TEXT UNDER STUDY
%%

What can citizens do who want to change this administration's priorities
and agenda?

I don't know. We can vote. It seems really important that the 2004
election be held with as much integrity as possible. A great idea as

given by Granny D at the Code Pink rally. She said, "Vote absentee in
your state and then become a swing state suffragette and go to the
states that are close and help get the vote out." I thought that was
really smart.

She also said - again, we listen to our elders, she's what, in her 90s -
she said the Green Party needs to be patient with this next election and
that yes, the Greens can organize locally and build up state
legislatures and start from the ground up but this next election we have
to try to get a democratic candidate that can defeat George Bush.
Otherwise, we have four more years. I thought that was a brave thing to
say. And that may be controversial, but I agree.

Who would you support for the Democratic candidate?

I'm waiting. It may even be a Republican candidate. I don't know. I'm
looking for someone who has a vision and who dares to speak out against
these corporate ideas of democracy. I still have great faith in

democracy. I have great belief in the power of community. And I also
have a strong belief in dinner parties. In people's homes, where you
create an atmosphere where people feel comfortable speaking their minds
and are literally nourished. Wouldn't it be wonderful if we had them in
our own homes where we are safe and we can have these dinner parties of
real discussion among our friends and also invite people with different
ideas so we can listen? If we can teach ourselves how to listen to the
other viewpoint, what a great idea. If we can get democracy around our
own dinner tables.

I'm also thinking of the whole idea of shadow. Whether we like it or
not, George Bush is our shadow: arrogance, impatience, entitlement,
greed capitalism; we are all complicit in that. I'm interested in
looking at what that shadow means. This is a time of reflection,
contemplation, calming down and settling. As a writer, I'm trying to
find places that test my own courage and comfort.

%%

SOURCE INFORMATION
%%

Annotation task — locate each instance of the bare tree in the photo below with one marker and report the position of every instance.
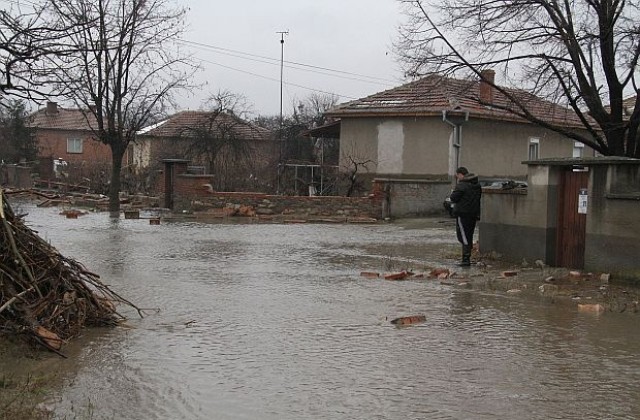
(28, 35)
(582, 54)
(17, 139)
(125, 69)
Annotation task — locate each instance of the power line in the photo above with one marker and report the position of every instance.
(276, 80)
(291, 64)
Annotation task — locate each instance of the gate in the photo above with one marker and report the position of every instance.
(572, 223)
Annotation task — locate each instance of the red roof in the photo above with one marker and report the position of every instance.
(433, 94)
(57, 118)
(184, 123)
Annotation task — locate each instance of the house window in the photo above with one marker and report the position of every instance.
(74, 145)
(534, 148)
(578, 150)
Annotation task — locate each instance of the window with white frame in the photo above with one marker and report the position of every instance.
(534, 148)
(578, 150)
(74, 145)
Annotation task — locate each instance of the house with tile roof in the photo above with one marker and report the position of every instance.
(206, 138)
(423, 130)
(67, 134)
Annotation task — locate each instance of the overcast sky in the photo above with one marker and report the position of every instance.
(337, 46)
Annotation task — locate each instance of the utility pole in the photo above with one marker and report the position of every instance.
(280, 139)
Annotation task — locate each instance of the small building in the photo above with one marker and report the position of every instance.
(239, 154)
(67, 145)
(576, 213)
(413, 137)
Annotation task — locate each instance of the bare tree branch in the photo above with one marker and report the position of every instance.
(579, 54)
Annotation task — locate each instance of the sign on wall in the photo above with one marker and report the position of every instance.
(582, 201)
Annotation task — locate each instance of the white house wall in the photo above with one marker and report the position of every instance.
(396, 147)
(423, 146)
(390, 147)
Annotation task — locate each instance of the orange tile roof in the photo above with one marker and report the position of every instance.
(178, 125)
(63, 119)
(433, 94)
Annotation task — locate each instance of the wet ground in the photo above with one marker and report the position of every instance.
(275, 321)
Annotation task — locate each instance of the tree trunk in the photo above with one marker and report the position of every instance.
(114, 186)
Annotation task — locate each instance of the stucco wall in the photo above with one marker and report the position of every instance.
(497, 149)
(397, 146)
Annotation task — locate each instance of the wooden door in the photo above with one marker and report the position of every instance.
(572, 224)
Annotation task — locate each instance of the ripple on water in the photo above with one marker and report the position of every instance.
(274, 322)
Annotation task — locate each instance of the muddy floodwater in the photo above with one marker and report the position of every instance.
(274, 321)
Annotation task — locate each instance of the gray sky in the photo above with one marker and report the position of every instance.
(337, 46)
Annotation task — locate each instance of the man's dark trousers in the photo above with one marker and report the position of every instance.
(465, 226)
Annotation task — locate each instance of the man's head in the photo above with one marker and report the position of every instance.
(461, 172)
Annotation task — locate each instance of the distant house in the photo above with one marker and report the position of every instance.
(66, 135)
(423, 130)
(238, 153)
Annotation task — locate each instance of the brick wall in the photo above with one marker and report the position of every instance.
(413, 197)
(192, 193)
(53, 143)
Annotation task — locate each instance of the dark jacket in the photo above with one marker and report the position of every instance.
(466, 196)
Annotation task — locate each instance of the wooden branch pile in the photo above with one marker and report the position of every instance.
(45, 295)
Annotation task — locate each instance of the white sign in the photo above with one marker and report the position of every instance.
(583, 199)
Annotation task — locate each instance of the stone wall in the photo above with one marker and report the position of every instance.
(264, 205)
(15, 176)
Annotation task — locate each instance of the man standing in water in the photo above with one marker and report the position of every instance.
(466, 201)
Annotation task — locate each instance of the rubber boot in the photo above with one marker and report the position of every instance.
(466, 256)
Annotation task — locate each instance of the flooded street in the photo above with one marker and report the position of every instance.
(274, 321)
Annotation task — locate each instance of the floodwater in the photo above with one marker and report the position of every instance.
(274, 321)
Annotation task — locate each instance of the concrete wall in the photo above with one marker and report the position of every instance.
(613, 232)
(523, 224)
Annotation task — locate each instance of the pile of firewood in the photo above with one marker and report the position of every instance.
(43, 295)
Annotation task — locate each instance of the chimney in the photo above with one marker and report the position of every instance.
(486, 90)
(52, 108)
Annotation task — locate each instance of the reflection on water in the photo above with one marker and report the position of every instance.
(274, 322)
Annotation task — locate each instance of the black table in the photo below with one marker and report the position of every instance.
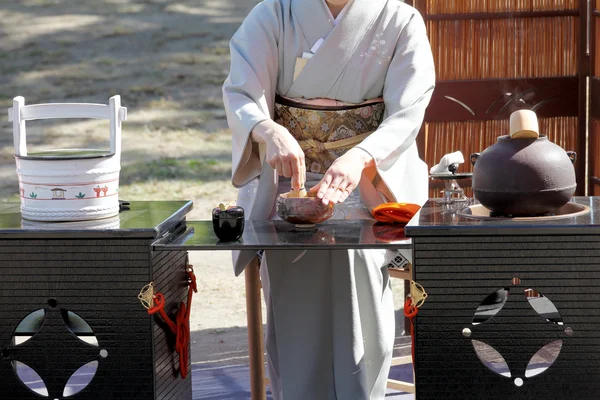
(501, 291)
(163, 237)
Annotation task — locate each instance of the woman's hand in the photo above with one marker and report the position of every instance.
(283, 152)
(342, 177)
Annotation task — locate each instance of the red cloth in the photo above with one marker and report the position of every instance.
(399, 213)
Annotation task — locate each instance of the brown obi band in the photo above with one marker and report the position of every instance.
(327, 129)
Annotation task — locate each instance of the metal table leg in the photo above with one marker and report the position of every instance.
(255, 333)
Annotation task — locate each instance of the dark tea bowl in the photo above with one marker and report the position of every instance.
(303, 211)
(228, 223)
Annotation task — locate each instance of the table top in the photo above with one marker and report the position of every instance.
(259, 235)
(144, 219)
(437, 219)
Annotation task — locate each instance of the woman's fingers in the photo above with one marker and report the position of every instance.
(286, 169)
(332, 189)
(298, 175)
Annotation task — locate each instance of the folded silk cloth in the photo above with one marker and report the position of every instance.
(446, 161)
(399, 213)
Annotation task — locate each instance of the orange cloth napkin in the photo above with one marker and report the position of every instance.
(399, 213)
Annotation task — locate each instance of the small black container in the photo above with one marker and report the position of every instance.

%%

TO DO
• 1. In the interview text, at what event did Granny D suggest voting absentee and then helping in swing states?
• 2. Echo the interview text, beginning at the words "I'm also thinking" and stopping after "courage and comfort.".

RESPONSES
• 1. At the Code Pink rally.

• 2.
I'm also thinking of the whole idea of shadow. Whether we like it or
not, George Bush is our shadow: arrogance, impatience, entitlement,
greed capitalism; we are all complicit in that. I'm interested in
looking at what that shadow means. This is a time of reflection,
contemplation, calming down and settling. As a writer, I'm trying to
find places that test my own courage and comfort.